Text provided:
“Here’s what’s going to happen in case I expire,” Augz began to explain.
“Don’t say that,” I said. “Wait, are you having some kind of premonition???!!”
“No, no, I’m just saying, here’s the plan… cos you never know.”
“Stop saying that!!!”
That was the conversation we had two nights ago, on the last night I was at Mount Alvernia for the birth of Emma. Just before this, I had been plagued by many thoughts, all of which centered around one theme – that this happiness I have right now, the happiness I’ve finally found, will all too soon be over. That is, life passes by way too quickly and this moment right here, right now, could very well already be a memory only cherished in the heart.
I had let those thoughts wash over with, with their cold grip that raises fear within – just as Oprah recommends on her Flipboard – and then decide, what do I want to do with these thoughts? Her advice, in my words: Choose between giving in to those fears, or recognise them as possibly real fears and then give thanks for what you have, and decide how to magnify the experience of what you have right now.
So I did.
Then I thought talking to my husband would help, but it had turned out he had been entertaining similar thoughts, hence, the Plan, in his bid to set provisions for the family.
This is not the man I married. And definitely not the one I met five years ago.
Five years ago, at a much later hour tonight, straddling somewhere between Halloween and all Saints’ Day (on a night bewitched by souls and ghouls, however you look at it!), is when Augz and I first met. He is everything I didn’t want, but somehow, wanted.

Excerpted data:
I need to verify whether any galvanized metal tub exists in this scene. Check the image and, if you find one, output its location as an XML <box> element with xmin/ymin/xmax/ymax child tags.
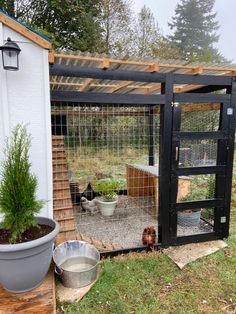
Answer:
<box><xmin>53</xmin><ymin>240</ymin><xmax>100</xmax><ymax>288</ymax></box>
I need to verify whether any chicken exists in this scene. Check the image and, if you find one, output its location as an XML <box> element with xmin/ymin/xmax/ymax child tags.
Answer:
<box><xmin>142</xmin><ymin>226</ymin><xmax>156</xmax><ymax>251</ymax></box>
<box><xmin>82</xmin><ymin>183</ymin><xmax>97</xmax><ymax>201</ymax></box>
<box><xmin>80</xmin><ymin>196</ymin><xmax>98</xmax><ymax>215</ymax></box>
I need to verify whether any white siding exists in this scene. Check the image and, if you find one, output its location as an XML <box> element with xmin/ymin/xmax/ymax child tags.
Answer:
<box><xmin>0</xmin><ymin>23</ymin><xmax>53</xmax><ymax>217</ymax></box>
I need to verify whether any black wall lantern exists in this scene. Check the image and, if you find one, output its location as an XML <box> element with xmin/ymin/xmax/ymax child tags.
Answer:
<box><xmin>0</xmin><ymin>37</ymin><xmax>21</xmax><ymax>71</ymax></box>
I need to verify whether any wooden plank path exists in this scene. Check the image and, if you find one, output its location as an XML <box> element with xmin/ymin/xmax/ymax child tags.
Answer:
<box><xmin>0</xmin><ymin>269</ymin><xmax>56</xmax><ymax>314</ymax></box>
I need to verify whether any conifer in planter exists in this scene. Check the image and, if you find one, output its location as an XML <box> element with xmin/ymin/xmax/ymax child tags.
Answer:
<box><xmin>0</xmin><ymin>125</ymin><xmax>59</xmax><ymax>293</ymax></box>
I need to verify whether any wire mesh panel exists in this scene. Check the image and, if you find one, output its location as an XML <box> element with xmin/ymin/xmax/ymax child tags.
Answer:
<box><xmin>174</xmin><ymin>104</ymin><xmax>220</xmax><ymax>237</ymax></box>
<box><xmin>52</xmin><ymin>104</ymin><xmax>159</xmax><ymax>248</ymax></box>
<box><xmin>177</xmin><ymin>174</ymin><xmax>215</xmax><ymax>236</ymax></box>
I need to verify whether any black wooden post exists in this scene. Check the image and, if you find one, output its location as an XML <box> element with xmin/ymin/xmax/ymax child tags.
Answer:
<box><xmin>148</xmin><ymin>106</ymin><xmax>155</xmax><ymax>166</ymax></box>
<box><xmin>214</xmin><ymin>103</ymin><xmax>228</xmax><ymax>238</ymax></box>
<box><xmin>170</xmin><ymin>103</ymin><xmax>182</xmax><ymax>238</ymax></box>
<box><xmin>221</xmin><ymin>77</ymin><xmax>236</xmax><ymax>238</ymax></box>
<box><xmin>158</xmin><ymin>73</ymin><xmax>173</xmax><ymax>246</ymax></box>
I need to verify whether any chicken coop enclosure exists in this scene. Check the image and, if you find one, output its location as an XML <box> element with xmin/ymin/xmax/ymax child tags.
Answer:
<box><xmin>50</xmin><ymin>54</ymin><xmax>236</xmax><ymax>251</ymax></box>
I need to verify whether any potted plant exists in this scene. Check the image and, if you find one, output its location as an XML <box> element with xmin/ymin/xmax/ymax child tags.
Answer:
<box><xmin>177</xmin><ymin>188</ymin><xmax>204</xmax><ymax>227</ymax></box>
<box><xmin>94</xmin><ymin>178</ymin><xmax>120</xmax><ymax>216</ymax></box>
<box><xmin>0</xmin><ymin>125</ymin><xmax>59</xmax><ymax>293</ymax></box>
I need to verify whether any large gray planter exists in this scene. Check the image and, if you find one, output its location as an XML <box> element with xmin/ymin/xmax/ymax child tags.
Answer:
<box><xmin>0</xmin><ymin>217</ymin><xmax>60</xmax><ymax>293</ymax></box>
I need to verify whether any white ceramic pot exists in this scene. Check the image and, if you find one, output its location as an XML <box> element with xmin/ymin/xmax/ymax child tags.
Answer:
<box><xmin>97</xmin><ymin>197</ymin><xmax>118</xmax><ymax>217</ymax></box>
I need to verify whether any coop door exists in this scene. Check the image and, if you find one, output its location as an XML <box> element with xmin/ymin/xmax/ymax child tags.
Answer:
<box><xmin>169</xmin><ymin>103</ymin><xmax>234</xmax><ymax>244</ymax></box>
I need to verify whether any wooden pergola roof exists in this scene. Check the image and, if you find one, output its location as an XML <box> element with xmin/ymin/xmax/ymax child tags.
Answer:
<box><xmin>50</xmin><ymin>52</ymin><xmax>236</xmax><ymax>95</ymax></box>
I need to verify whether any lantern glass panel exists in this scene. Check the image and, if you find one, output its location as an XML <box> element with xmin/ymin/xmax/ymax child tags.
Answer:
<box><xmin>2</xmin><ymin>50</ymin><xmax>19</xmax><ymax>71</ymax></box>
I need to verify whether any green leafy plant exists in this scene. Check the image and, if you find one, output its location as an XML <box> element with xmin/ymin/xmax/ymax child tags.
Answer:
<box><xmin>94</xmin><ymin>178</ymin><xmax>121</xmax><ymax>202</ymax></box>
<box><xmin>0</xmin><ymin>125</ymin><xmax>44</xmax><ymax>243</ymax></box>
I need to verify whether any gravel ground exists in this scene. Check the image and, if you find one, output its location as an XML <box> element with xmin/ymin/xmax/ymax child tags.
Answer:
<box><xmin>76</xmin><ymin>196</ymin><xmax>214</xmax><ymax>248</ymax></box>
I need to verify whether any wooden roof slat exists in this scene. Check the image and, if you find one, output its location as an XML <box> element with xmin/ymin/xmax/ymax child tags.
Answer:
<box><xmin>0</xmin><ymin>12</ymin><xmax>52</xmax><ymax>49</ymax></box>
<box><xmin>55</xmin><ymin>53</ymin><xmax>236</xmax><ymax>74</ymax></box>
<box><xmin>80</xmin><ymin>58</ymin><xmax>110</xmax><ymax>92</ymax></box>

* * *

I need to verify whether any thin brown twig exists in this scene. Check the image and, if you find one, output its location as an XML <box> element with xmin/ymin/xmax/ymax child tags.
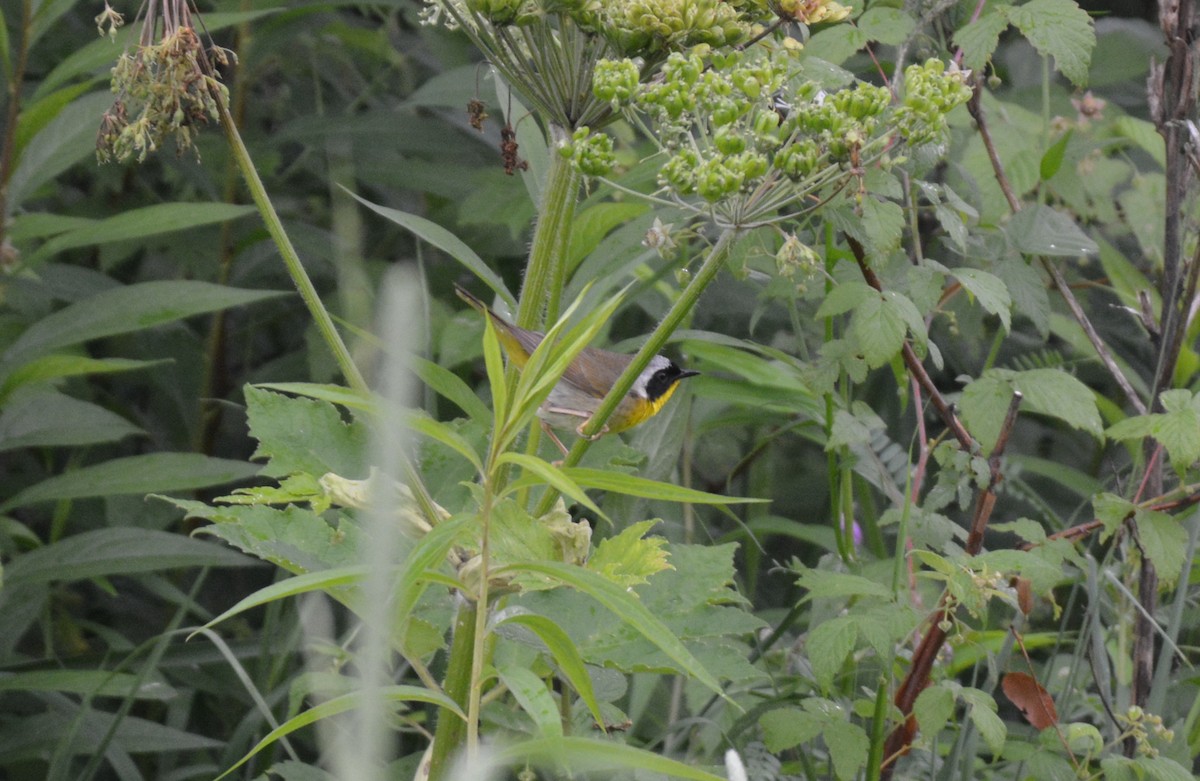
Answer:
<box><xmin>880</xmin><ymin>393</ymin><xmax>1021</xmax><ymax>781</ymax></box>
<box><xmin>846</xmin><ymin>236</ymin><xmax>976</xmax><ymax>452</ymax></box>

...

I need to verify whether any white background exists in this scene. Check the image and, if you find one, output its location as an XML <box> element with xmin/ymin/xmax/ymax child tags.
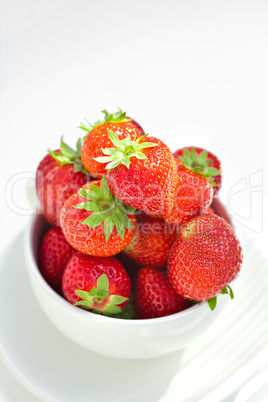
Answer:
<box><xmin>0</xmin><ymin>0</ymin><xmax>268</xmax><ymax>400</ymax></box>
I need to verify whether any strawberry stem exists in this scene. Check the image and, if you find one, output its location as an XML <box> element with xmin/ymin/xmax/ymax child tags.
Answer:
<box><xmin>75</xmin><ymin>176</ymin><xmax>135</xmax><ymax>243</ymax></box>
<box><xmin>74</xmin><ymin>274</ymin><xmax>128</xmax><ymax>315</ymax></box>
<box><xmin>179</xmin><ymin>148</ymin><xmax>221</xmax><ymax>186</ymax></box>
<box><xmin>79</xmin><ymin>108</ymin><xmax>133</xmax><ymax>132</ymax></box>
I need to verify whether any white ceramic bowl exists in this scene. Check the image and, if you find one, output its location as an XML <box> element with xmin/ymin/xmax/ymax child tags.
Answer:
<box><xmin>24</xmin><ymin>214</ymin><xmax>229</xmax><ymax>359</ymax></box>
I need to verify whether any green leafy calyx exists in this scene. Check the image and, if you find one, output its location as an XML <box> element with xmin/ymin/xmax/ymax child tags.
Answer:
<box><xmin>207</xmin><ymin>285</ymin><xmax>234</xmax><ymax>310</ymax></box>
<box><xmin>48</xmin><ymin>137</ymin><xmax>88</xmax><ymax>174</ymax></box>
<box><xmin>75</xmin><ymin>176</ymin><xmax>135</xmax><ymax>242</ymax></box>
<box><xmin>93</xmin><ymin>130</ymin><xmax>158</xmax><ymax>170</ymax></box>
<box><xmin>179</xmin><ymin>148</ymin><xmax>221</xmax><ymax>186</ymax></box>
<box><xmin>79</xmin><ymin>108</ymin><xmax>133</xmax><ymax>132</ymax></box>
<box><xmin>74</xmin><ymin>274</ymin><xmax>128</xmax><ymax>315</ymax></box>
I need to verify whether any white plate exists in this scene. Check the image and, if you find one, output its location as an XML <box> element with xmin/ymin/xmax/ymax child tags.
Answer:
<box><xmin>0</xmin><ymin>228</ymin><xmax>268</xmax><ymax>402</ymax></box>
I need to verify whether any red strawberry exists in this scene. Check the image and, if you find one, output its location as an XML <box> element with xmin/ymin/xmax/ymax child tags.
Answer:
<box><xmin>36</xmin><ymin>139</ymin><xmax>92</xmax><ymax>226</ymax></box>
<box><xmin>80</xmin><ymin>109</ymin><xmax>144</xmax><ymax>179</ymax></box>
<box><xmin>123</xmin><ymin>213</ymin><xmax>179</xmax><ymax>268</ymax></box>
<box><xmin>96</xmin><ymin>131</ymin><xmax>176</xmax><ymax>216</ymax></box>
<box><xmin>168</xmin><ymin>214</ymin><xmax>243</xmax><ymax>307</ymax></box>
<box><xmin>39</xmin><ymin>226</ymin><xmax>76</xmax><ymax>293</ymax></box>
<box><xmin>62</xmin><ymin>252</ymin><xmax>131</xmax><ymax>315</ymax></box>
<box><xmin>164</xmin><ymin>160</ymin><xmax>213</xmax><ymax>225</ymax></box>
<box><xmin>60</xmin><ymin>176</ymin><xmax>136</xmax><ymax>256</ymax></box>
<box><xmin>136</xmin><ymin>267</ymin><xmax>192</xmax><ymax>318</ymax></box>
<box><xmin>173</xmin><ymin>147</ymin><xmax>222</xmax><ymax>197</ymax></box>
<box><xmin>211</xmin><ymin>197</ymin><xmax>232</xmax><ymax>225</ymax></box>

Work instructions:
1. According to the passage, how many years ago did the narrator and Augz first meet?
2. Transcribe the part of the passage starting with "I had let those" and going on through "for the family.".
The lines above come from a separate source and are unrelated to the passage.

Solved problems:
1. Five years ago.

2.
I had let those thoughts wash over with, with their cold grip that raises fear within – just as Oprah recommends on her Flipboard – and then decide, what do I want to do with these thoughts? Her advice, in my words: Choose between giving in to those fears, or recognise them as possibly real fears and then give thanks for what you have, and decide how to magnify the experience of what you have right now.
So I did.
Then I thought talking to my husband would help, but it had turned out he had been entertaining similar thoughts, hence, the Plan, in his bid to set provisions for the family.